* Extract:
++++++++++++++++++++
METHOD FOR DETERMINING A PRESENT STATE OF WEAR OF A HYDROSTATIC MACHINE

Abstract

The present invention relates to a method for determining a present state of wear of a hydrostatic machine during the operation of the hydrostatic machine. The hydrostatic machine comprises a drive with variable rotational speed and a hydrostatic pump, wherein the drive is designed to drive the hydrostatic pump for generating a volume flow of a fluid, and wherein the hydrostatic machine is connected to a fluid transport channel in which the fluid is transported in a manner driven by the hydrostatic machine. The method has a step for determining a first torque of the drive at a specified drive vector. Furthermore, the method has a step for ascertaining a second torque of the drive at the specified drive vector using a first calculation method, and in addition, the method has a step for determining the present state of wear of the hydrostatic machine using a second calculation method, in order to compare the first determined torque and the second ascertained torque to one another.

Claims

1. A method for determining a present state of wear of a hydrostatic machine during the operation of the hydrostatic machine comprising a drive with variable rotational speed and a hydrostatic pump, wherein the drive is designed to drive the hydrostatic pump in order to generate a volume flow of a fluid, and wherein the hydrostatic machine is connected to a fluid transport channel of a hydraulic drive system in which the fluid is transported from the hydrostatic machine to the hydraulic drive system in a driven manner, comprising the following steps: determining a first torque of the drive at a specified drive vector; ascertaining a second torque of the drive at the specified drive vector using a first calculation method; and determining the present state of wear of the hydrostatic machine using a second calculation method, in order to compare the first determined torque and the second ascertained torque to one another.

2. The method according to claim 1, wherein the step of determining a first torque of the drive comprises ascertaining a product of a consumption of current of the drive and a proportional factor.

3. The method according to claim 1, wherein the step of determining a first torque of the drive comprises measuring the first torque with a torque sensor.

4. The method according to claim 1, wherein the first calculation method comprises the use of at least one lookup table, and a value for the second torque of the drive is calculated from the lookup table.

5. The method according to claim 4, wherein the first calculation method comprises a physical model of a the hydrostatic machine, and a value for the second torque of the drive is derived from the physical model.

6. (canceled)

7. The method according to claim 5, wherein the first and/or the second calculation method are stored and executed locally in a computer program with program code of a control unit of the hydrostatic machine.

8. The method according to claim 1, wherein the first calculation method comprises a multivariate regression for evaluating a D-dimensional grid using drive and torque pairs.

9. The method according to claim 1, wherein the second calculation method ascertains a ratio, namely a quotient, of the first determined torque at a specified drive vector to a the second ascertained torque at the specified drive vector.

10. The method according to claim 1, wherein the second calculation method ascertains a ratio, namely a mean value, from a set of quotients for wear values in a given time window, wherein each of the quotients is the quotient of the first determined torque at a specified drive vector to the second ascertained torque at the specified drive vector.
++++++++++++++++++++
* Exercise: Set down, word for word, the stretch of the hydrostatic machine patent from "8. The method" through "a the second ascertained torque at the specified drive vector.".

* Material provided:
++++++++++++++++++++
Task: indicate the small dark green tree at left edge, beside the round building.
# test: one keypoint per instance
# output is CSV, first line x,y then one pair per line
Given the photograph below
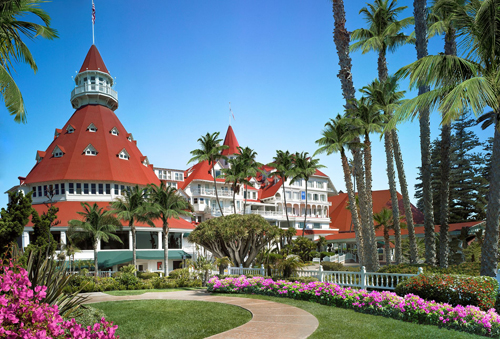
++++++++++++++++++++
* Exercise solution:
8. The method according to claim 1, wherein the first calculation method comprises a multivariate regression for evaluating a D-dimensional grid using drive and torque pairs.

9. The method according to claim 1, wherein the second calculation method ascertains a ratio, namely a quotient, of the first determined torque at a specified drive vector to a the second ascertained torque at the specified drive vector.